◆ **Records from a pointing dataset**
>> BEGIN

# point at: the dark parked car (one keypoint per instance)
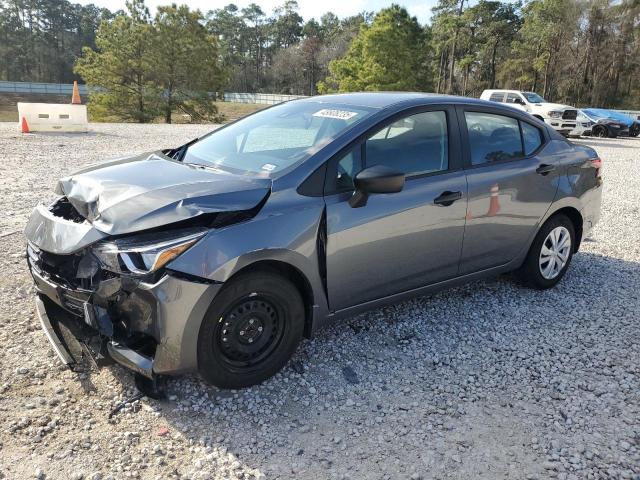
(604, 125)
(219, 256)
(632, 125)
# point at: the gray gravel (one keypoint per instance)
(487, 381)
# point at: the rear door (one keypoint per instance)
(512, 180)
(403, 240)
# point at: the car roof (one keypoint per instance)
(386, 99)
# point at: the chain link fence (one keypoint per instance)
(261, 98)
(234, 97)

>> END

◆ **PROBLEM TO SOLVE**
Could you recast all of the material above as a numbered list with blank lines dropped? Leave the pictures out of your answer.

◆ **RESPONSE TO THIS TASK**
1. # point at: the dark parked car (one keypoint per instance)
2. (604, 125)
3. (219, 256)
4. (632, 125)
5. # point at: the gray gravel (one keypoint per instance)
6. (487, 381)
7. # point at: the rear door (one keypoint per instance)
8. (512, 180)
9. (403, 240)
10. # point at: the car roof (one keypoint per instance)
11. (386, 99)
12. # point at: the chain link fence (one keypoint per instance)
13. (261, 98)
14. (234, 97)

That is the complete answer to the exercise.